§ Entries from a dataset
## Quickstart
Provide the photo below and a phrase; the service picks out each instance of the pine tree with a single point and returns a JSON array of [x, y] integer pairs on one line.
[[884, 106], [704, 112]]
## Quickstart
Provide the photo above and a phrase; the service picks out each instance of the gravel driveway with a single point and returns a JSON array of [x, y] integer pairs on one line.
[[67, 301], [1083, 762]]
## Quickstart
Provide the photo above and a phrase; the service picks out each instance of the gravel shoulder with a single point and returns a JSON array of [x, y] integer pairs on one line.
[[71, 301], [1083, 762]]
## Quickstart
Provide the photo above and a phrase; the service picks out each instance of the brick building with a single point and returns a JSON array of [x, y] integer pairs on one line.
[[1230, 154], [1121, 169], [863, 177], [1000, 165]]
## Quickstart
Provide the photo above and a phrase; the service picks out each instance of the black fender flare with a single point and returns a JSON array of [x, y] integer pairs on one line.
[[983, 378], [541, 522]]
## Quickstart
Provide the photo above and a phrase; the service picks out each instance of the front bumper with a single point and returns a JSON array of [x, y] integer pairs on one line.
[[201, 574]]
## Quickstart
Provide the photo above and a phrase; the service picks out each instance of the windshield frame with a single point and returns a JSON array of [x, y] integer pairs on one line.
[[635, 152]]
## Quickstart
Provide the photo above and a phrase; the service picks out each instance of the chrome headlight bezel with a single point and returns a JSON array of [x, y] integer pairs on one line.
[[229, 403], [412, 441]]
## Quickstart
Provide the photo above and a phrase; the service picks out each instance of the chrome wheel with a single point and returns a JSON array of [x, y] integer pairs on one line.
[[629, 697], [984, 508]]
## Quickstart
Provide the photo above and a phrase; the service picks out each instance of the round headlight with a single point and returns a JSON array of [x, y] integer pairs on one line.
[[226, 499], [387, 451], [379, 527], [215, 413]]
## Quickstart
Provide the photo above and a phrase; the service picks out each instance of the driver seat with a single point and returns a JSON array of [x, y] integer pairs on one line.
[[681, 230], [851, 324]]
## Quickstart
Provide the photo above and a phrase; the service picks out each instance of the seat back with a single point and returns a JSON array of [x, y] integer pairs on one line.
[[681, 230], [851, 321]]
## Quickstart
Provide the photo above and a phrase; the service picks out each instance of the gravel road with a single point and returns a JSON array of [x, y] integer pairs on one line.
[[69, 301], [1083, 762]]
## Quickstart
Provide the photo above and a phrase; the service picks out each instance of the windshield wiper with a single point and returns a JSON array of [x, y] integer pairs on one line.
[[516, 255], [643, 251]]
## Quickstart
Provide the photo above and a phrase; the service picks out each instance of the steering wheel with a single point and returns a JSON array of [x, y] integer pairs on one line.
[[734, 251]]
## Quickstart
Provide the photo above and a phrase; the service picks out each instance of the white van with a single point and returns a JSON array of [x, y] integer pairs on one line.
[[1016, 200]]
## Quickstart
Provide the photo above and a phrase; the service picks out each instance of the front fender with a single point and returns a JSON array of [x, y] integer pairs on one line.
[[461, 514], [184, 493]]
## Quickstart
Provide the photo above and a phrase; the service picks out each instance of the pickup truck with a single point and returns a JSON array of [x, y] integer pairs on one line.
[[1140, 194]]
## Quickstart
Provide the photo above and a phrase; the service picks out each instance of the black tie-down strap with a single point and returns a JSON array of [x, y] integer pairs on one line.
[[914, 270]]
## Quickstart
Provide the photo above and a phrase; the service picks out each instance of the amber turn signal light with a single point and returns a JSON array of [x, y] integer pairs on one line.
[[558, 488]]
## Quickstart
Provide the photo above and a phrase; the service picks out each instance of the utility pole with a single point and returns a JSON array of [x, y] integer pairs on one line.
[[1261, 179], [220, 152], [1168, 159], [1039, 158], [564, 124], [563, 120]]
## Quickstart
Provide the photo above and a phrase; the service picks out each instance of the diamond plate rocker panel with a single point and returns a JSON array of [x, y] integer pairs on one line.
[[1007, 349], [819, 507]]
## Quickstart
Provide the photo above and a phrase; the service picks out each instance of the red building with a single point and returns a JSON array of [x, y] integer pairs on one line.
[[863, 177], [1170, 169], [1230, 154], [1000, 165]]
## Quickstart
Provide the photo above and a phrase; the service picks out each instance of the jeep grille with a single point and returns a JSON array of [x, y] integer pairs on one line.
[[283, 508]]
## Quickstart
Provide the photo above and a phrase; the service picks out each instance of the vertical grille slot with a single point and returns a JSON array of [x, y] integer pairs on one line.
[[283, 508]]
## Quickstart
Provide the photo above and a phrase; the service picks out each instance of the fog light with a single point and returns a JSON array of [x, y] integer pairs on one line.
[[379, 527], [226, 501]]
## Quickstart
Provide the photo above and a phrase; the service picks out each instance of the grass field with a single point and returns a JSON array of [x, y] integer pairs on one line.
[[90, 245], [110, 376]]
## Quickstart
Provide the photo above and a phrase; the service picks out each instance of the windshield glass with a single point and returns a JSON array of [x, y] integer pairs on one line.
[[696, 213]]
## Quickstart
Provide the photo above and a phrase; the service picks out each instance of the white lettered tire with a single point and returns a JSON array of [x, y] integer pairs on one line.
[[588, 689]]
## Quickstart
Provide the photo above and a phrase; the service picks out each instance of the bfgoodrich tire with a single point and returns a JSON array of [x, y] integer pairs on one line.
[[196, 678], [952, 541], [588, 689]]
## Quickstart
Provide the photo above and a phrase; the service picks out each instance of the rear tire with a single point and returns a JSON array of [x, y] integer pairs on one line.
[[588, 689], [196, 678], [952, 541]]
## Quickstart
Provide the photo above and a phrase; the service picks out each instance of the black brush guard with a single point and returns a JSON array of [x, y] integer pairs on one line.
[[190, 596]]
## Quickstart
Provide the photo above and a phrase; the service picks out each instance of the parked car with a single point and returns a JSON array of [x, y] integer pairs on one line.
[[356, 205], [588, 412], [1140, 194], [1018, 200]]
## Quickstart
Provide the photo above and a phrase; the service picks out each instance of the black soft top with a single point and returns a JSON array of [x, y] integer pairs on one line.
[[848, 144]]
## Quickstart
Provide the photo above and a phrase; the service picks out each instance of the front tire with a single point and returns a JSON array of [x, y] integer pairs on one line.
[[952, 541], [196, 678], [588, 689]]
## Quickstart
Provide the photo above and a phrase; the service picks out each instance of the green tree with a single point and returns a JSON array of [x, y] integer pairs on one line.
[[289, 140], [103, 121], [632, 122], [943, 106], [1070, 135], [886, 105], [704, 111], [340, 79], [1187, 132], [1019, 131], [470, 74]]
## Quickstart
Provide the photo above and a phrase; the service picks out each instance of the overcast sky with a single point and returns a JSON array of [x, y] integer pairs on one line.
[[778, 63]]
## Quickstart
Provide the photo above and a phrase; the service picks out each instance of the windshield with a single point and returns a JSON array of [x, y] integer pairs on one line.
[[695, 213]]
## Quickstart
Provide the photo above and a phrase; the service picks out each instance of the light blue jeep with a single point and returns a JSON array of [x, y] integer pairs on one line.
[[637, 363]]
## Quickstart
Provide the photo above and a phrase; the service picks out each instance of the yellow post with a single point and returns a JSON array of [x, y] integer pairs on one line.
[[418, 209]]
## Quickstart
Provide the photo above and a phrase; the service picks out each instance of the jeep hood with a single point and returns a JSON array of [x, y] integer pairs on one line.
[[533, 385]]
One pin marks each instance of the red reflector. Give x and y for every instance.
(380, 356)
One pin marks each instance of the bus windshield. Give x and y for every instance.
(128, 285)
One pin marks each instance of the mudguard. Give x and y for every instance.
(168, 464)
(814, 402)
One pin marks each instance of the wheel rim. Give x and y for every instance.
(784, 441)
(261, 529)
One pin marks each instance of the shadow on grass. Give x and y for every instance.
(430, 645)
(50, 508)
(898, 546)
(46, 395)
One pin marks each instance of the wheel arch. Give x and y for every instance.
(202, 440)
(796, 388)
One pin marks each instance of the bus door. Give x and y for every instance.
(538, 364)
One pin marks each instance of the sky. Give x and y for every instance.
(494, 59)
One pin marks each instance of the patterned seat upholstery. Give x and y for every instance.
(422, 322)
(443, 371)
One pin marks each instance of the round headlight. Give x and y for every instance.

§ WHAT THE TASK REQUIRES
Repeat only the stretch of lines that opens with the line containing "One pin marks each instance of the red" and closes with the final line of the entries, both included, exactly as written.

§ ANSWER TO THIS EXERCISE
One pin marks each instance of the red reflector. Give x and y for every instance.
(380, 356)
One pin marks each instance of the bus windshield. Give x and y for every instance.
(128, 285)
One pin marks each instance of the mudguard. Give x and y for every instance.
(168, 464)
(814, 402)
One pin marks each instance of the wheel rim. Give x and y for every instance.
(784, 441)
(261, 529)
One pin marks each instance of the shadow on grass. Give x and y for every instance.
(430, 645)
(50, 508)
(898, 546)
(46, 395)
One pin marks each instance of the wheel arch. Give x and y for every instance.
(202, 440)
(796, 388)
One pin marks each instance of the bus door. Give x and y for every instance.
(538, 364)
One pin marks each instance of the sky. Give x and y for every instance.
(494, 59)
One pin marks each instance of the patterned seat upholstery. Give x and y for every instance.
(422, 322)
(443, 371)
One pin marks each instance of the round headlight. Give x and y for every instance.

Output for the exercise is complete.